### Reading passage:
Tag Archives: Starbucks

The Simplest of all Business Models

Wi-Fi Signal logo

If you want to use Wifi at Pete’s Coffee & Tea you will have to buy something first.  At the counter they give you a code to use, that allows you about an hour of surfing time.

In many local coffee stores you technically have to buy something but once you do, you can stay parked in their tables for hours without buying anything. In Pete’s bigger competitor, Starbucks coffee, it is the similar unlimited free access plus access to premium extras like The Wall Street Journal.

Coffee shops complain about those who occupy tables for hours at a stretch, buy little or nothing and mooch on their bandwidth as well as electricity. Customers who do spend money at coffee shop and need good connectivity for an hour or two complain about the poor speed and difficulty in finding tables near outlets. General customers (who hire the coffee shop for, coffee) complain about the crowd and lack of seats to simply sit and enjoy their brew or have a conversation.

Free Wifi became a popular perk for coffee shops, restaurants and hotels to attract customers and keep them in their shops. If the customers chose your business over others because of free Wifi, you win. If the customers stay because of free wifi and continue to spend during their stay, you win. You have successfully used free wifi as lead generation tactic and customer retention  tool. (Freemium?). For instance, Panera bread saw its sales increase by 15% when they introduced free wifi.

On the other hand, what is free to customers, is not so to businesses. There are costs of operation (making sure there is enough capacity) and opportunity costs (both for the money spent on their big pipe broadband and the moochers). When everyone else offers free wifi it becomes difficult for a business to either stop offering it or start charging for it. Add to this customer dissatisfaction from providing poor internet service.

Look at where we are in the discussion. We are not talking about the compelling value proposition a coffee shop (or a restaurant) offers but talking about a perk. Let us not forget the primary job these businesses wanted customers to hire them for. If customers’ choice is made based on secondary and tertiary factors, the primary value proposition has become irrelevant. If a business fears their customers will walk next door for free wifi they are admitting that their product is an easily replaceable commodity.

That is a bigger problem they ignore while fretting about wifi costs. In focusing on free wifi as lead-gen activity they ignored the core customer segment they started with and the customer jobs they hoped to serve. While some may call free wifi (and Freemium?) as business model innovation, this is essentially losing sight of customer needs and your core competence.

If the customers didn’t hire your coffee shop for coffee, should you tie your business model to selling coffee? That is an incongruence between value creation and value capture.

On the other hand your strategy – to serve the most amazing coffee – need not be fixed. You can see the customer shift and decide your strategy is to serve those customers who have a connectivity need and are not satisfied with existing alternatives. You recognize customer issues with poor speeds in free wifi places and provide reliable speeds as differentiated feature. In such a case you cease being a coffee shop and become a workspace provider. And guess what, you now can charge for that value delivered.

The business model is back in sync with value capture matched to value creation.

That is exactly what is happening in Russia’s Clock Cafe.

“You don’t have to pay for coffee or tea or cookies. You should pay for time, and time costs — I hope — [are] not that expensive.”

And their target segment? Students and business folks who hire them for connectivity and hence pay for the value they get.  Nicely done. However, I think they fixed one mistake but introduced another – making coffee free. There really is no reason for them to offer free coffee, especially the premium kind they claim they deliver,

We have cappuccino, latte, espresso, Americano, and our coffee is not the cheap one

They are committing the flip side of free wifi at coffee shop mistake. Sooner or later they will run into the free wifi problem in reverse. Why bother with coffee or why not charge for it? Especially if the customers didn’t hire you for coffee?

### Data provided:
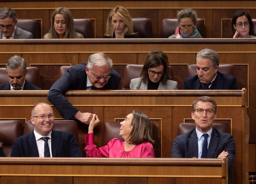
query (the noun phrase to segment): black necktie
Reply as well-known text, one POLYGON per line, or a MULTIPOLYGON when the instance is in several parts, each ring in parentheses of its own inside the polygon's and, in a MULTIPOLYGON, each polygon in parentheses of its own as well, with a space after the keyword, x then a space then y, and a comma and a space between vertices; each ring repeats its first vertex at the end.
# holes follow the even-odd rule
POLYGON ((203 134, 204 138, 204 140, 203 143, 203 149, 202 149, 202 155, 201 158, 207 158, 207 151, 208 150, 208 142, 207 141, 207 138, 209 135, 207 134, 203 134))
POLYGON ((50 154, 50 148, 49 145, 48 144, 48 139, 49 138, 48 137, 43 137, 41 138, 41 139, 45 141, 45 151, 44 151, 44 157, 50 157, 51 155, 50 154))

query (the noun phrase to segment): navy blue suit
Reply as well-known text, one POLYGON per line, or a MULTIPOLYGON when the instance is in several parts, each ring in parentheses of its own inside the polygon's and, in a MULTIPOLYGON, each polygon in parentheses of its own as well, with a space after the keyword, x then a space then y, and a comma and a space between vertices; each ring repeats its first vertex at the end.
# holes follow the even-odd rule
MULTIPOLYGON (((210 89, 239 89, 236 79, 233 76, 217 72, 217 76, 210 89)), ((201 89, 197 75, 184 79, 183 89, 201 89)))
MULTIPOLYGON (((11 89, 11 86, 10 83, 6 82, 0 85, 0 90, 10 90, 11 89)), ((42 90, 42 89, 33 84, 30 83, 25 80, 25 84, 23 90, 42 90)))
MULTIPOLYGON (((78 110, 65 98, 64 95, 68 90, 86 90, 87 75, 85 73, 85 67, 87 65, 87 63, 84 63, 68 68, 50 89, 48 100, 57 108, 65 119, 72 118, 78 110)), ((97 89, 93 86, 92 89, 118 89, 121 77, 112 68, 110 72, 111 77, 103 88, 97 89)))
MULTIPOLYGON (((72 133, 52 131, 53 157, 81 157, 82 153, 72 133)), ((34 130, 16 139, 12 148, 11 157, 39 157, 34 130)))
MULTIPOLYGON (((172 158, 198 157, 198 144, 196 128, 177 136, 173 144, 172 158)), ((234 161, 236 154, 236 143, 229 134, 223 133, 213 127, 208 147, 207 158, 217 158, 223 151, 227 151, 229 167, 234 161)))

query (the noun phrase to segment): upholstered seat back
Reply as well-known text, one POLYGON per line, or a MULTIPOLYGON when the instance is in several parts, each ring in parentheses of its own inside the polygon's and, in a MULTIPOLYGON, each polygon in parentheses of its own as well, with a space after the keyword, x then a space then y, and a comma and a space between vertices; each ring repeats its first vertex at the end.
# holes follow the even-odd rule
POLYGON ((41 25, 35 19, 18 20, 16 26, 33 34, 33 38, 42 38, 41 25))
POLYGON ((83 38, 93 38, 94 30, 92 22, 87 19, 74 19, 75 31, 82 34, 83 38))
MULTIPOLYGON (((27 82, 42 88, 39 71, 36 67, 27 67, 27 72, 25 79, 27 82)), ((6 69, 0 68, 0 84, 9 82, 6 69)))
POLYGON ((6 157, 10 157, 14 140, 22 135, 20 124, 17 120, 0 121, 0 141, 6 157))
MULTIPOLYGON (((26 135, 30 133, 34 129, 34 125, 32 124, 31 121, 30 120, 27 121, 25 125, 24 134, 26 135)), ((79 146, 78 129, 76 122, 74 121, 55 120, 54 121, 54 126, 53 130, 71 132, 75 135, 76 141, 79 146)))
MULTIPOLYGON (((226 74, 235 76, 234 67, 232 64, 220 64, 218 71, 226 74)), ((196 66, 195 64, 190 65, 188 68, 187 76, 192 77, 197 75, 196 66)))
MULTIPOLYGON (((231 132, 229 125, 227 123, 213 123, 213 127, 224 133, 230 134, 231 132)), ((178 135, 185 134, 195 128, 195 123, 181 123, 180 124, 178 129, 178 135)))
MULTIPOLYGON (((163 20, 161 37, 168 38, 175 33, 178 23, 177 19, 165 19, 163 20)), ((205 37, 204 21, 202 19, 197 19, 196 26, 203 38, 205 37)))
MULTIPOLYGON (((124 69, 124 78, 122 85, 122 89, 130 89, 130 83, 132 79, 140 77, 141 69, 143 65, 131 64, 127 65, 124 69)), ((173 68, 170 66, 169 70, 169 79, 173 79, 173 68)))
POLYGON ((152 26, 151 20, 147 18, 133 18, 133 31, 138 33, 141 38, 152 37, 152 26))

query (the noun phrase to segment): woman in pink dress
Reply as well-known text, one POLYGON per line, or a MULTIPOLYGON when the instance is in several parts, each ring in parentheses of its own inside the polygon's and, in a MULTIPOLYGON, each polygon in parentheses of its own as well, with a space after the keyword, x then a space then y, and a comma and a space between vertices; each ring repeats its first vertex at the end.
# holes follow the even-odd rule
POLYGON ((88 157, 154 158, 151 138, 152 126, 148 117, 134 111, 120 123, 120 135, 123 142, 117 138, 111 140, 105 146, 97 148, 94 144, 93 128, 100 123, 93 114, 90 122, 88 134, 84 135, 85 150, 88 157))

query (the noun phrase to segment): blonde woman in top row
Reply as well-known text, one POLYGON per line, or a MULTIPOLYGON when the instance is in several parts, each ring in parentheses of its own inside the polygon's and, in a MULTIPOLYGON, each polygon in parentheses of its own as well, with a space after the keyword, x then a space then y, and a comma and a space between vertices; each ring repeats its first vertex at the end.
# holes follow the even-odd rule
POLYGON ((130 89, 178 89, 178 82, 168 80, 168 58, 160 50, 154 50, 146 57, 140 78, 133 79, 130 89))
POLYGON ((140 38, 133 32, 133 24, 128 10, 116 6, 108 17, 106 34, 103 38, 140 38))
POLYGON ((83 36, 75 31, 74 20, 70 10, 65 7, 59 7, 53 12, 51 27, 43 38, 83 38, 83 36))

### Instructions to follow:
According to the post on coffee-shop wifi, how much did Panera Bread's sales increase when it introduced free wifi?

### Response for this exercise:
15%